> _PROBLEM DESCRIPTION_: From the listing below, pull out every line where the string "helmet" appears.

> _RECORDS FOR THE EXERCISE_:
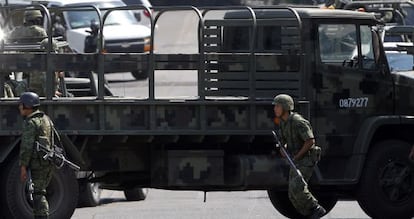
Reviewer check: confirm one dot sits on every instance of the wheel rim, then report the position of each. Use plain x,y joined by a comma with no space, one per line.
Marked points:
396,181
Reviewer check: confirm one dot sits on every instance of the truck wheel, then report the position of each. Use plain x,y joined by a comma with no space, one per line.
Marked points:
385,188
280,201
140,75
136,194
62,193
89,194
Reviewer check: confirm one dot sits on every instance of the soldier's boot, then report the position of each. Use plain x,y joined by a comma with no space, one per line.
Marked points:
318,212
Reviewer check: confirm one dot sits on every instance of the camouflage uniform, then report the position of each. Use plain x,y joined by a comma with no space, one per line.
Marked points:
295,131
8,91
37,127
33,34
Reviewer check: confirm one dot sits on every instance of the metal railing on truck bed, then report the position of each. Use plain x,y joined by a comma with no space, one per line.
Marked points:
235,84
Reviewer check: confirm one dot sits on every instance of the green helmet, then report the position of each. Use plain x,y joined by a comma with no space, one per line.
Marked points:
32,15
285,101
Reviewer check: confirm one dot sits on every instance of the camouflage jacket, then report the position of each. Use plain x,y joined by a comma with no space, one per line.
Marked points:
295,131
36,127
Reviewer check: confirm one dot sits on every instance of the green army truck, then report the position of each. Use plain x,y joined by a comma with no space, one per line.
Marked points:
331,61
==
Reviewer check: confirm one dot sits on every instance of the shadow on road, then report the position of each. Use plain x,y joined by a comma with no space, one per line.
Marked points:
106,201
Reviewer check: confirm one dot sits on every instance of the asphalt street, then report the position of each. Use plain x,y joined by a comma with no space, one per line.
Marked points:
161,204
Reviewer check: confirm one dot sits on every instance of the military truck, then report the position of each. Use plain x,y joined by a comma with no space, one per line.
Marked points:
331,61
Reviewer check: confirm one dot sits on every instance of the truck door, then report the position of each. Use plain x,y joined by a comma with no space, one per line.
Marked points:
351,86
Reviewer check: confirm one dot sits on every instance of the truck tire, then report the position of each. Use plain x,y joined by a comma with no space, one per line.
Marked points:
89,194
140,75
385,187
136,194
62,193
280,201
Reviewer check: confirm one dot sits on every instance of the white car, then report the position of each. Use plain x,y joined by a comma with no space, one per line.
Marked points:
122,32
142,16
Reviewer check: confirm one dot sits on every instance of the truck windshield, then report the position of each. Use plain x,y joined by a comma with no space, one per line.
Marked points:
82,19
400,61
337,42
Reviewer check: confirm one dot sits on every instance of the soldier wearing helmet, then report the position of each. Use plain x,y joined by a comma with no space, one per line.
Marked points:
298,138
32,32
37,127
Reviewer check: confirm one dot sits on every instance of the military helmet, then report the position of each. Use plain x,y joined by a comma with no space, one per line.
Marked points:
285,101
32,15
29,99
--
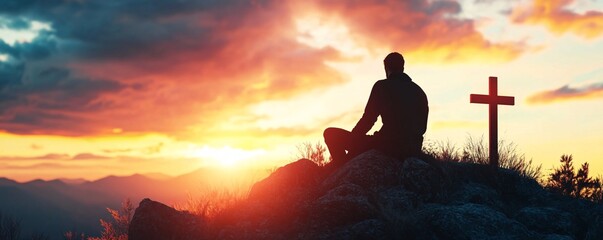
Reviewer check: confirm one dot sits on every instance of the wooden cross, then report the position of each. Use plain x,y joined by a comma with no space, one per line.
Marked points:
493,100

> _YOUR SOLUTION_:
Reviewer check: confirm one dot sits on every instance of the green helmet, then report the position of each. Use plain x,y joined by a comma with no space, one per line.
Reviewer check: confirm one dot sits on every instance of the soldier wearing helmet, then report the position of each. Use plain x,y joined by a comma with no space, one per line.
Reviewer check: confirm one dot sits on every instance of the military helmet, then report the position of each. Use plain x,y joined by a comma with no space, one per line.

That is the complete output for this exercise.